What any of these plot threads has to do with one another, or if any of them
even work on their own, is beside the point -- the movie's only two purposes
are to turn Keaton into as annoying a character as possible, and to squeeze
awkward laughs out of situations that are not funny. Mike White shows up in not
merely a thankless, but also inexplicable and unnecessary, role as Tyler's
cousin, who does nothing other than sit around writing a terrible screenplay.
Shepard takes a job at a carpet store, where the boss makes sexual undulations
behind unsuspecting geriatric female customers. There's also a really nasty
string of scenes involving Noah's attempts to kill his sperm so he won't
impregnate his wife, which then lead to scenes where Tyler struts out in
various forms of undress, only to be turned down by a whiny guy who is much
less attractive than she is.

_Request A_
Shorten the paragraph of the movie review that begins "What any of these plot threads" into a bulleted list that keeps its main facts.
_Request B_
Reproduce the passage of the movie review starting with "What any of" and going on through "a terrible screenplay.".
The listing after this review is separate material.

_Supplied entries_
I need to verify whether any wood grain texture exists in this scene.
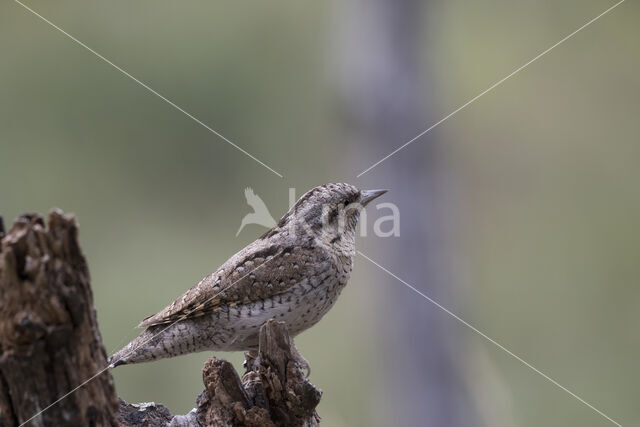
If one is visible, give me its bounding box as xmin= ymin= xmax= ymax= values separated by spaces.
xmin=0 ymin=210 xmax=118 ymax=427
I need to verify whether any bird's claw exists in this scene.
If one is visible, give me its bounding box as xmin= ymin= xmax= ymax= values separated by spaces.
xmin=291 ymin=344 xmax=311 ymax=378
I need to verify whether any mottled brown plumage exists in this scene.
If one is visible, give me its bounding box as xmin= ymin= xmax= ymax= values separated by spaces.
xmin=110 ymin=184 xmax=384 ymax=372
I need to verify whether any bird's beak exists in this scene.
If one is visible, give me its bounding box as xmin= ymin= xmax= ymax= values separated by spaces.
xmin=360 ymin=190 xmax=389 ymax=206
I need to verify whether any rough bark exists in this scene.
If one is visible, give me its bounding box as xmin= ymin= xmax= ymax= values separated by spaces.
xmin=0 ymin=210 xmax=118 ymax=427
xmin=0 ymin=210 xmax=322 ymax=427
xmin=118 ymin=320 xmax=322 ymax=427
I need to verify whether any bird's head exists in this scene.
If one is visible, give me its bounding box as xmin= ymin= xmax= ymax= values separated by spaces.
xmin=277 ymin=183 xmax=387 ymax=255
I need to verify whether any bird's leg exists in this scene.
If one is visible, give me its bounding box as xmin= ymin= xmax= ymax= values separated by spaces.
xmin=291 ymin=340 xmax=311 ymax=377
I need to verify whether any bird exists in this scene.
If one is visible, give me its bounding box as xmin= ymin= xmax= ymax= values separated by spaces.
xmin=236 ymin=187 xmax=276 ymax=237
xmin=109 ymin=183 xmax=387 ymax=374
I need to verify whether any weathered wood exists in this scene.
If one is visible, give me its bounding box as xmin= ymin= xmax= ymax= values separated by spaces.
xmin=118 ymin=320 xmax=322 ymax=427
xmin=0 ymin=210 xmax=118 ymax=427
xmin=0 ymin=210 xmax=322 ymax=427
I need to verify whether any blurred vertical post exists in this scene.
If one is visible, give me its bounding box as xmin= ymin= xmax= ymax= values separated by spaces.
xmin=331 ymin=0 xmax=482 ymax=427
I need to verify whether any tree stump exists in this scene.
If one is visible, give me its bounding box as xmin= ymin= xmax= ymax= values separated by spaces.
xmin=0 ymin=210 xmax=118 ymax=427
xmin=0 ymin=210 xmax=322 ymax=427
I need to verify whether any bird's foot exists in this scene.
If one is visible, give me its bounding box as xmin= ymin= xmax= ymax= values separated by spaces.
xmin=291 ymin=342 xmax=311 ymax=377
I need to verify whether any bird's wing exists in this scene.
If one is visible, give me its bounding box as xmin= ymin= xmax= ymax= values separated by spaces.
xmin=138 ymin=246 xmax=330 ymax=328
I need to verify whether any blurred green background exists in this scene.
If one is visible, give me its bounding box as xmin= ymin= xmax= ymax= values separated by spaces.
xmin=0 ymin=0 xmax=640 ymax=426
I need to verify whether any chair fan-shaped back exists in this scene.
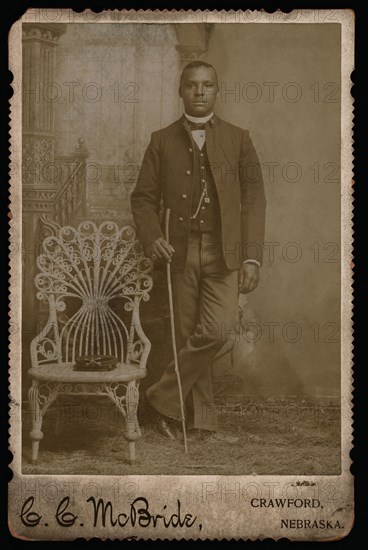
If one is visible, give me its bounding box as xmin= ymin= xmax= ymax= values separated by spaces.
xmin=35 ymin=221 xmax=152 ymax=363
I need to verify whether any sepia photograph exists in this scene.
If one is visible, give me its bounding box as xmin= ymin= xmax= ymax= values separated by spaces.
xmin=10 ymin=10 xmax=354 ymax=540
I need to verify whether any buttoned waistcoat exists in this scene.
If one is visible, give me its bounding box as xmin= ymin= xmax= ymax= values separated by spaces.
xmin=131 ymin=115 xmax=266 ymax=271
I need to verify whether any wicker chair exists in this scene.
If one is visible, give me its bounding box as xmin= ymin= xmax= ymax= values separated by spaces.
xmin=28 ymin=221 xmax=152 ymax=464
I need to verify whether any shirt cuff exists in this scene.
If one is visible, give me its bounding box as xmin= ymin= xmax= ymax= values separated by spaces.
xmin=243 ymin=259 xmax=261 ymax=267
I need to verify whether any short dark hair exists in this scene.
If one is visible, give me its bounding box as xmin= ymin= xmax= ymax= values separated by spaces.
xmin=180 ymin=60 xmax=218 ymax=87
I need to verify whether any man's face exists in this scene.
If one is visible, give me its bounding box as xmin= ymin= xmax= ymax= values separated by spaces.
xmin=179 ymin=67 xmax=217 ymax=117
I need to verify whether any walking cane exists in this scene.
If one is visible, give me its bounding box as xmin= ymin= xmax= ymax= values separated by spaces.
xmin=165 ymin=208 xmax=188 ymax=453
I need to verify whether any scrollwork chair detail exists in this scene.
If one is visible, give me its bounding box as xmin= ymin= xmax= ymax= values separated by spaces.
xmin=29 ymin=221 xmax=152 ymax=463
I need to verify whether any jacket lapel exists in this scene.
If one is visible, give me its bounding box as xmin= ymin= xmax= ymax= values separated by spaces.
xmin=206 ymin=115 xmax=222 ymax=192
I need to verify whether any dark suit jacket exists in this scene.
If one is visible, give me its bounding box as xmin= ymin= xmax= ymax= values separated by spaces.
xmin=131 ymin=115 xmax=266 ymax=271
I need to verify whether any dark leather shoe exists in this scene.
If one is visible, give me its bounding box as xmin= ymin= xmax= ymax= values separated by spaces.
xmin=187 ymin=428 xmax=215 ymax=443
xmin=153 ymin=416 xmax=178 ymax=441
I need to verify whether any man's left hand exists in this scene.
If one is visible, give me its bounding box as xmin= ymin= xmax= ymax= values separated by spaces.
xmin=238 ymin=262 xmax=260 ymax=294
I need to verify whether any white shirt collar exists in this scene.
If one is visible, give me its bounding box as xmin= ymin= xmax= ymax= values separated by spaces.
xmin=184 ymin=112 xmax=213 ymax=124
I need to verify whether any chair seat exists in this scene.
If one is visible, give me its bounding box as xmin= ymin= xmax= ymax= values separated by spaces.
xmin=28 ymin=363 xmax=147 ymax=384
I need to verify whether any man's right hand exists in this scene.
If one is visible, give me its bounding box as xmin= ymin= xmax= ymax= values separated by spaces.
xmin=146 ymin=237 xmax=175 ymax=262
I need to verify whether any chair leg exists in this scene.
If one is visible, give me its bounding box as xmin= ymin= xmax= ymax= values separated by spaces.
xmin=28 ymin=380 xmax=43 ymax=462
xmin=129 ymin=441 xmax=135 ymax=466
xmin=126 ymin=380 xmax=141 ymax=464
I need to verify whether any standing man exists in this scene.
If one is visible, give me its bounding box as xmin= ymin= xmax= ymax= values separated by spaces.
xmin=131 ymin=61 xmax=266 ymax=439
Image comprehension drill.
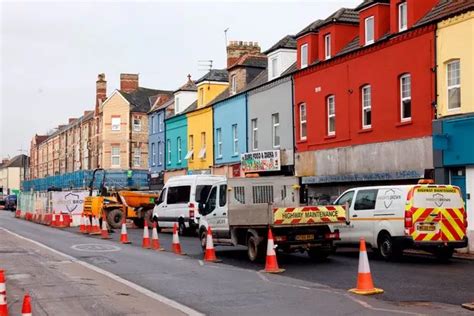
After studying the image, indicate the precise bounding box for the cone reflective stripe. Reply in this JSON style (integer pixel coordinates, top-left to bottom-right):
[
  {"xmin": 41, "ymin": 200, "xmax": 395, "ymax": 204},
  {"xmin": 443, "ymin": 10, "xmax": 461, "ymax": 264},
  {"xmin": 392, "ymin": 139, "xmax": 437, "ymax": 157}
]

_Task answer A_
- Whether the plot threads connect or work on their own doesn't matter. The movie only aims to make Keaton as annoying as possible and to draw awkward laughs from situations that aren't funny.
- Mike White has a thankless, inexplicable, and unnecessary role as Tyler's cousin, who only sits around writing a terrible screenplay.
- Shepard takes a job at a carpet store, where the boss makes sexual undulations behind unsuspecting elderly female customers.
- In a nasty string of scenes, Noah tries to kill his sperm so he won't impregnate his wife.
- This leads to scenes where Tyler struts out in various states of undress, only to be turned down by a whiny, much less attractive guy.

_Task answer B_
What any of these plot threads has to do with one another, or if any of them
even work on their own, is beside the point -- the movie's only two purposes
are to turn Keaton into as annoying a character as possible, and to squeeze
awkward laughs out of situations that are not funny. Mike White shows up in not
merely a thankless, but also inexplicable and unnecessary, role as Tyler's
cousin, who does nothing other than sit around writing a terrible screenplay.